Assignment: Read the lines below. Copy out any that hold the string "order".

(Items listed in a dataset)
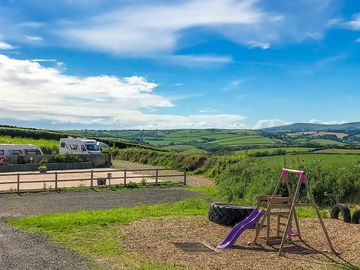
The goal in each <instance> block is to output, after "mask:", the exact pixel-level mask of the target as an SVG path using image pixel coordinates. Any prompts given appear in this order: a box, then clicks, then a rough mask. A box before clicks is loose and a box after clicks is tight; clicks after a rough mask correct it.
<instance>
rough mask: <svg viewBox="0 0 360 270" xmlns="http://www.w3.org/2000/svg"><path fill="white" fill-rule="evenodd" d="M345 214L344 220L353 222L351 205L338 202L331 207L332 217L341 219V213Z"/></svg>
mask: <svg viewBox="0 0 360 270" xmlns="http://www.w3.org/2000/svg"><path fill="white" fill-rule="evenodd" d="M340 213H341V214H342V215H343V219H344V222H346V223H350V222H351V213H350V209H349V207H347V205H346V204H343V203H337V204H335V205H334V206H333V207H332V208H331V213H330V217H331V218H333V219H339V214H340Z"/></svg>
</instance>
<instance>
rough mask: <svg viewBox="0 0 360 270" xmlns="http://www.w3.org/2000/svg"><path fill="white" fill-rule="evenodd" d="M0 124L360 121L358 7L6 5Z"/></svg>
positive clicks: (54, 127)
mask: <svg viewBox="0 0 360 270" xmlns="http://www.w3.org/2000/svg"><path fill="white" fill-rule="evenodd" d="M0 103H1V106H0V124H7V125H17V126H24V127H37V128H48V129H85V128H87V129H178V128H251V129H259V128H265V127H272V126H278V125H285V124H290V123H297V122H307V123H332V124H334V123H344V122H356V121H360V106H359V104H360V1H355V0H353V1H350V0H347V1H345V0H293V1H278V0H207V1H203V0H182V1H180V0H152V1H145V0H97V1H94V0H77V1H73V0H52V1H43V0H0Z"/></svg>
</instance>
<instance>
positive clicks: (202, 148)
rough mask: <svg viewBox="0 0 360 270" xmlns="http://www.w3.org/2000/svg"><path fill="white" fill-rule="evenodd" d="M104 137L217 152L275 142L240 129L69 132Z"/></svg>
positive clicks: (153, 130) (210, 129)
mask: <svg viewBox="0 0 360 270" xmlns="http://www.w3.org/2000/svg"><path fill="white" fill-rule="evenodd" d="M69 132H71V133H78V134H82V135H85V136H96V137H101V138H103V139H105V141H106V138H111V139H113V140H114V139H118V140H125V141H127V142H128V143H136V144H140V145H148V146H150V147H156V148H158V149H162V150H170V151H176V152H179V153H204V152H217V151H221V150H223V149H227V150H234V151H235V150H239V149H243V148H244V147H264V146H272V145H274V141H273V140H272V139H271V138H268V137H266V136H264V135H262V134H259V133H258V132H257V131H253V130H241V129H232V130H227V129H178V130H82V131H69Z"/></svg>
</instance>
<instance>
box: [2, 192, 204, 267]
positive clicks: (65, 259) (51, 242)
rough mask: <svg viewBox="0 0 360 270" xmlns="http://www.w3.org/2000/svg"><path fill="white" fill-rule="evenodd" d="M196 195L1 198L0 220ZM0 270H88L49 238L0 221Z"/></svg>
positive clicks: (128, 204) (82, 263) (154, 193)
mask: <svg viewBox="0 0 360 270" xmlns="http://www.w3.org/2000/svg"><path fill="white" fill-rule="evenodd" d="M196 196H198V193H196V192H191V191H186V190H177V189H159V188H156V189H155V188H154V189H143V190H133V191H127V192H126V191H124V192H92V191H89V192H63V193H56V192H51V193H50V192H49V193H35V194H34V193H33V194H23V195H21V196H18V195H12V194H9V195H0V218H1V219H4V218H6V217H22V216H30V215H36V214H41V213H58V212H73V211H79V210H94V209H110V208H117V207H132V206H136V205H143V204H158V203H166V202H175V201H178V200H182V199H185V198H191V197H196ZM0 269H2V270H15V269H19V270H20V269H26V270H32V269H34V270H37V269H41V270H42V269H59V270H60V269H65V270H68V269H69V270H70V269H71V270H78V269H79V270H80V269H81V270H82V269H88V268H87V266H86V265H85V264H84V263H83V260H82V258H81V257H80V256H78V255H77V254H74V253H70V252H68V251H67V250H65V249H64V248H62V247H59V246H58V245H56V244H55V243H53V242H52V241H50V240H49V239H48V238H46V237H44V236H41V235H37V234H28V233H24V232H21V231H19V230H17V229H15V228H13V227H11V226H9V225H7V224H5V223H3V222H0Z"/></svg>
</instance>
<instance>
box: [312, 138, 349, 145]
mask: <svg viewBox="0 0 360 270" xmlns="http://www.w3.org/2000/svg"><path fill="white" fill-rule="evenodd" d="M310 142H314V143H319V144H321V145H339V146H344V145H345V143H342V142H338V141H334V140H328V139H313V140H310Z"/></svg>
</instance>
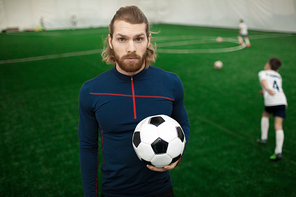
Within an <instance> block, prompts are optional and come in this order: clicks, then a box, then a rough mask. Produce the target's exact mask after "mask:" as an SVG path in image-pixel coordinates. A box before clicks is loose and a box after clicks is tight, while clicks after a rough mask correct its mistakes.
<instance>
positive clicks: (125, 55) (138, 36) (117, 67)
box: [108, 20, 151, 74]
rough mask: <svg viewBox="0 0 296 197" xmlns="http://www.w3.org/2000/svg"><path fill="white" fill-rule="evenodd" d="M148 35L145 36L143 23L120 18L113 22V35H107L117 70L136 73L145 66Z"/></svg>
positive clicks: (144, 26) (147, 41)
mask: <svg viewBox="0 0 296 197" xmlns="http://www.w3.org/2000/svg"><path fill="white" fill-rule="evenodd" d="M150 37H151V35H149V38H147V35H146V25H145V23H141V24H131V23H127V22H125V21H122V20H119V21H115V22H114V32H113V37H112V38H111V36H110V35H109V36H108V38H109V39H108V40H109V46H110V47H111V48H112V49H113V51H114V55H115V60H116V68H117V69H118V70H119V72H121V73H123V74H136V73H138V72H140V71H141V70H142V69H143V68H144V67H145V59H146V53H147V48H148V46H149V44H150Z"/></svg>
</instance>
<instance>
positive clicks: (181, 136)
mask: <svg viewBox="0 0 296 197" xmlns="http://www.w3.org/2000/svg"><path fill="white" fill-rule="evenodd" d="M177 133H178V137H179V139H180V140H181V141H182V142H184V139H185V135H184V131H183V129H182V128H181V127H179V126H178V127H177Z"/></svg>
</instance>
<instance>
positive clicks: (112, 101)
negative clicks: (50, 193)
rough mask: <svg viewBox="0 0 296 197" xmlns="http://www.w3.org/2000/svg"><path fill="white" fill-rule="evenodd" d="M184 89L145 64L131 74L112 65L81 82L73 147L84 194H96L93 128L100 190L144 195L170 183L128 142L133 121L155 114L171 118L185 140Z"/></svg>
mask: <svg viewBox="0 0 296 197" xmlns="http://www.w3.org/2000/svg"><path fill="white" fill-rule="evenodd" d="M183 100H184V90H183V86H182V83H181V80H180V79H179V77H178V76H177V75H176V74H173V73H170V72H166V71H164V70H162V69H160V68H157V67H153V66H150V67H149V68H148V69H144V70H142V71H141V72H139V73H138V74H136V75H134V76H132V77H131V76H127V75H123V74H121V73H119V72H118V71H117V70H116V68H113V69H111V70H109V71H107V72H104V73H102V74H100V75H99V76H97V77H96V78H94V79H92V80H89V81H87V82H85V83H84V84H83V86H82V88H81V90H80V96H79V142H80V143H79V150H80V165H81V177H82V182H83V189H84V194H85V196H86V197H90V196H97V195H98V190H99V189H98V130H99V132H100V135H101V146H102V147H101V151H102V155H103V159H104V163H103V164H102V166H101V170H102V173H103V179H102V186H101V193H102V194H103V195H104V196H108V197H119V196H120V197H122V196H126V197H132V196H134V197H136V196H137V197H145V196H154V195H157V194H160V193H162V192H164V191H166V190H167V189H169V188H170V187H171V186H172V183H171V179H170V175H169V172H163V173H160V172H154V171H151V170H149V169H148V168H147V167H146V164H145V163H144V162H142V161H140V160H139V159H138V157H137V155H136V153H135V151H134V149H133V146H132V135H133V131H134V129H135V127H136V125H137V124H138V123H139V122H140V121H141V120H142V119H144V118H146V117H148V116H152V115H157V114H165V115H168V116H171V117H172V118H174V119H175V120H177V121H178V122H179V124H180V125H181V126H182V128H183V130H184V133H185V137H186V141H187V142H188V140H189V130H190V129H189V119H188V115H187V112H186V110H185V107H184V103H183Z"/></svg>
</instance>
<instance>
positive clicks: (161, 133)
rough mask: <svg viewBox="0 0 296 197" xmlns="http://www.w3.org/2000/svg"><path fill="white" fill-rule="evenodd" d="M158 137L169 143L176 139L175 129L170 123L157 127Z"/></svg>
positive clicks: (175, 132) (164, 123) (175, 127)
mask: <svg viewBox="0 0 296 197" xmlns="http://www.w3.org/2000/svg"><path fill="white" fill-rule="evenodd" d="M158 135H159V137H160V138H162V139H163V140H165V141H167V142H170V141H172V140H173V139H174V138H177V137H178V132H177V128H176V127H175V126H174V125H172V124H170V123H167V122H165V123H163V124H161V125H160V126H159V127H158Z"/></svg>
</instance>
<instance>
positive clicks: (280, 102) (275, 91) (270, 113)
mask: <svg viewBox="0 0 296 197" xmlns="http://www.w3.org/2000/svg"><path fill="white" fill-rule="evenodd" d="M281 65H282V63H281V61H280V59H278V58H271V59H269V60H268V62H267V63H266V65H265V66H264V70H263V71H260V72H259V73H258V76H259V81H260V84H261V87H262V90H261V91H260V94H261V95H263V97H264V105H265V109H264V111H263V114H262V118H261V138H260V139H258V140H257V143H258V144H263V145H265V144H266V143H267V138H268V129H269V115H270V114H273V116H274V129H275V132H276V133H275V134H276V144H275V145H276V147H275V151H274V154H273V155H271V156H270V160H273V161H278V160H280V159H282V147H283V143H284V130H283V120H284V118H286V108H287V105H288V104H287V98H286V96H285V93H284V91H283V88H282V77H281V75H280V74H279V73H278V71H279V67H280V66H281Z"/></svg>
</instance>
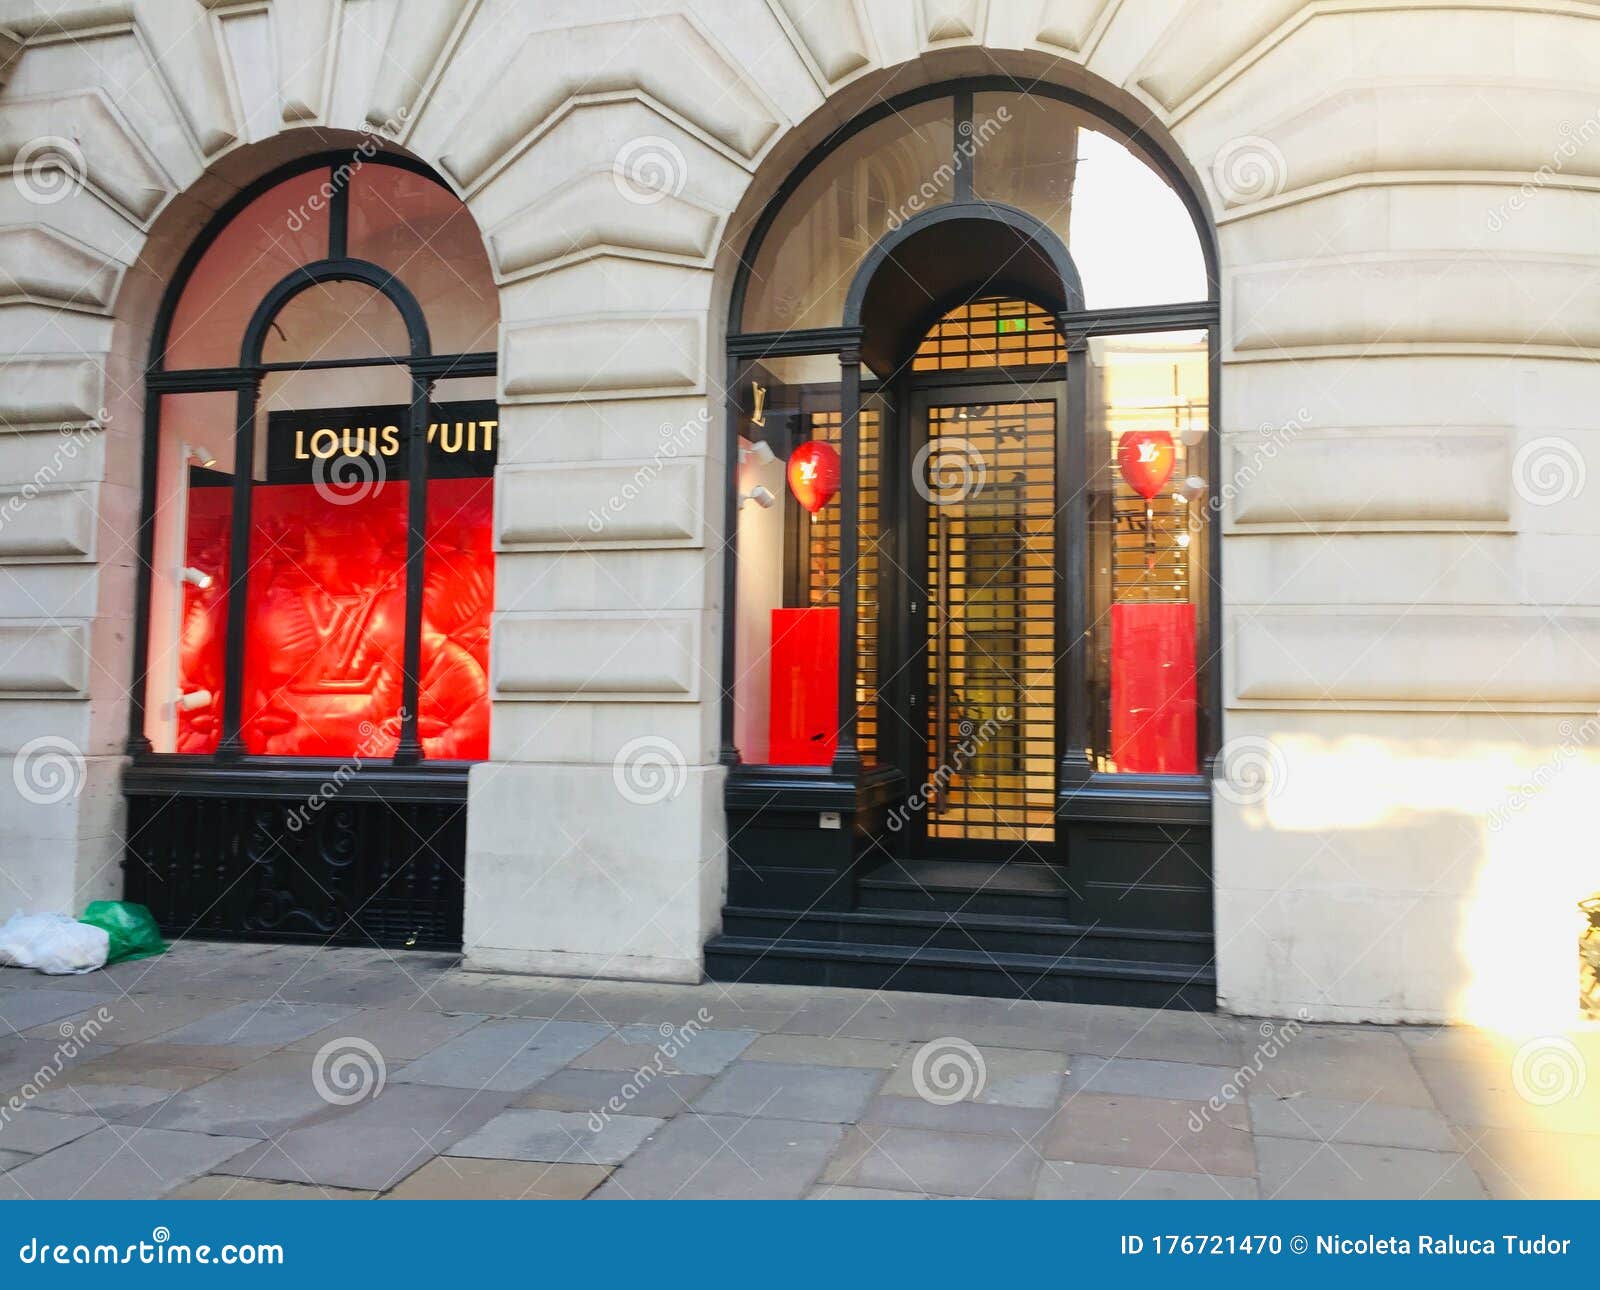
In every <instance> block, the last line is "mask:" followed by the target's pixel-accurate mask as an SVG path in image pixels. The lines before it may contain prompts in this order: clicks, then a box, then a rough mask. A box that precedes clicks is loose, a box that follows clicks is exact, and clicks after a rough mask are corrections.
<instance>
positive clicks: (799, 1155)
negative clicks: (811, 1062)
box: [594, 1116, 843, 1200]
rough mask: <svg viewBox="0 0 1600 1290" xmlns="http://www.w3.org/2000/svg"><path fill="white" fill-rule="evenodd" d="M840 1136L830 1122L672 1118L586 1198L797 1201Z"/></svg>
mask: <svg viewBox="0 0 1600 1290" xmlns="http://www.w3.org/2000/svg"><path fill="white" fill-rule="evenodd" d="M842 1138H843V1130H842V1128H840V1127H838V1125H832V1124H813V1122H805V1120H779V1119H771V1120H766V1119H741V1117H738V1116H678V1117H677V1119H675V1120H670V1122H669V1124H667V1125H666V1128H662V1130H661V1132H659V1133H656V1136H654V1138H653V1140H651V1141H648V1143H645V1144H643V1146H642V1148H640V1149H638V1151H635V1152H634V1156H632V1157H630V1159H629V1160H627V1164H626V1165H622V1167H621V1168H619V1170H616V1173H613V1175H611V1178H610V1180H608V1181H606V1183H605V1186H602V1188H600V1189H598V1191H597V1192H595V1194H594V1199H597V1200H627V1199H651V1200H670V1199H678V1197H682V1199H688V1200H798V1199H800V1197H802V1196H805V1194H806V1192H808V1191H810V1189H811V1186H813V1183H816V1180H818V1175H819V1173H821V1170H822V1165H824V1164H826V1162H827V1159H829V1156H832V1154H834V1151H835V1149H837V1148H838V1143H840V1140H842Z"/></svg>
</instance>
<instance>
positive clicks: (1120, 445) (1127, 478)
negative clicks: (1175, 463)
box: [1117, 431, 1178, 501]
mask: <svg viewBox="0 0 1600 1290" xmlns="http://www.w3.org/2000/svg"><path fill="white" fill-rule="evenodd" d="M1176 459H1178V451H1176V448H1174V447H1173V437H1171V435H1170V434H1168V432H1166V431H1128V432H1126V434H1125V435H1123V437H1122V445H1120V447H1118V448H1117V464H1118V466H1122V477H1123V479H1125V480H1128V485H1130V487H1131V488H1133V491H1134V493H1138V495H1139V496H1141V498H1144V499H1146V501H1149V499H1150V498H1154V496H1155V495H1157V493H1160V491H1162V488H1165V487H1166V480H1170V479H1171V477H1173V463H1174V461H1176Z"/></svg>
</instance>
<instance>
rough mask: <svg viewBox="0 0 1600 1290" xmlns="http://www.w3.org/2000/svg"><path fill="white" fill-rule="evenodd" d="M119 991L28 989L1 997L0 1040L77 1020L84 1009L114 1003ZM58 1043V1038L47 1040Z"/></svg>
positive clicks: (58, 1036) (51, 988)
mask: <svg viewBox="0 0 1600 1290" xmlns="http://www.w3.org/2000/svg"><path fill="white" fill-rule="evenodd" d="M115 997H117V991H107V989H96V991H90V989H78V991H72V989H53V988H50V986H29V988H22V989H14V991H6V992H5V994H0V1037H3V1036H19V1034H22V1032H24V1031H30V1029H34V1028H35V1026H43V1024H45V1023H51V1021H61V1020H62V1018H69V1016H77V1015H78V1013H82V1012H85V1008H90V1010H93V1005H99V1004H104V1002H106V1000H107V999H115ZM46 1037H48V1039H59V1037H61V1036H59V1034H51V1036H46Z"/></svg>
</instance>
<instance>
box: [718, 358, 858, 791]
mask: <svg viewBox="0 0 1600 1290" xmlns="http://www.w3.org/2000/svg"><path fill="white" fill-rule="evenodd" d="M757 389H758V391H760V392H758V394H757ZM741 391H742V403H741V408H742V439H741V461H739V463H738V467H736V469H738V482H739V495H741V506H739V586H738V621H736V627H734V631H736V635H734V663H736V682H734V741H736V744H738V747H739V755H741V759H742V760H744V762H747V763H752V765H758V763H770V765H830V763H832V760H834V752H835V749H837V744H838V589H840V579H842V578H843V568H842V565H840V544H838V538H840V530H838V515H840V496H838V488H840V483H842V474H843V469H842V464H840V461H838V434H840V405H838V360H837V359H835V357H834V355H822V357H800V359H768V360H763V362H757V363H750V365H749V367H747V368H746V371H744V375H742V381H741ZM883 424H885V418H883V415H882V408H878V407H877V405H875V403H872V405H869V407H867V408H864V410H862V416H861V563H859V570H858V583H856V594H858V603H859V615H858V619H859V635H858V647H856V648H858V663H859V667H858V679H856V743H858V747H859V749H861V755H862V757H864V759H866V760H869V762H872V760H875V759H877V749H878V707H877V627H878V567H880V562H882V560H883V555H882V552H880V549H878V538H880V531H878V437H880V432H882V429H883ZM813 507H814V509H813Z"/></svg>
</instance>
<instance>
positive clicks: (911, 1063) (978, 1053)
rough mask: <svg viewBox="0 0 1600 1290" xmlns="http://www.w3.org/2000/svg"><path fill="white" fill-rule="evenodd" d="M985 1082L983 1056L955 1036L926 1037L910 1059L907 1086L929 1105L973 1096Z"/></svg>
mask: <svg viewBox="0 0 1600 1290" xmlns="http://www.w3.org/2000/svg"><path fill="white" fill-rule="evenodd" d="M987 1082H989V1066H987V1063H986V1061H984V1055H982V1053H981V1052H978V1048H976V1047H974V1045H973V1044H968V1042H966V1040H965V1039H962V1037H958V1036H944V1037H942V1039H930V1040H928V1042H926V1044H923V1045H922V1047H920V1048H918V1050H917V1055H915V1056H914V1058H912V1060H910V1087H912V1088H915V1090H917V1096H918V1098H922V1100H923V1101H925V1103H930V1104H931V1106H954V1104H955V1103H958V1101H968V1100H970V1098H976V1096H978V1095H979V1093H982V1092H984V1085H986V1084H987Z"/></svg>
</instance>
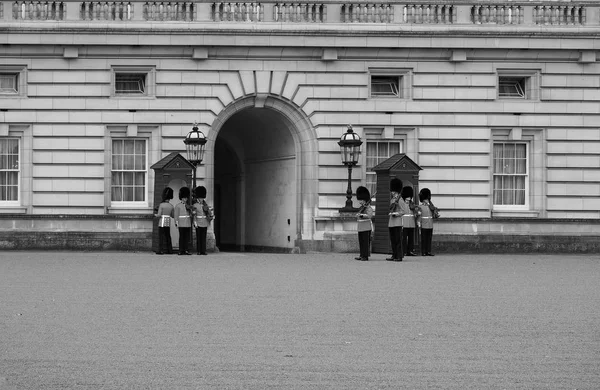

Output:
The goal in each <instance> block is to output, after "mask:", the exact pixel-level mask of the target as an SVG path using image pixel coordinates. Any prompts given appear in this order: a box, then clicks, then a rough mask. A box before clicks is loose and a box after clicks is tight; clicks after a rough mask correct it.
Within an <instance> block, prompts are optional and come in this order: clicks, then a box, then a rough mask. Produce the target's exact mask after "mask:" as an SVG path in image-pixel coordinates. A box before clicks is loose and a box after clicks is tight, while clicks after a rough mask correct its mistakes.
In every <instance> block, the last line is "mask:" followed by the target's pixel-accurate mask as an SVG path in image pixels. The lines before it may contain prompts in this order: clicks, then a box, then a rough mask. A box that precedes clicks is loose, a box that follows clicks is exact, and clicks after a rough mask are corrections.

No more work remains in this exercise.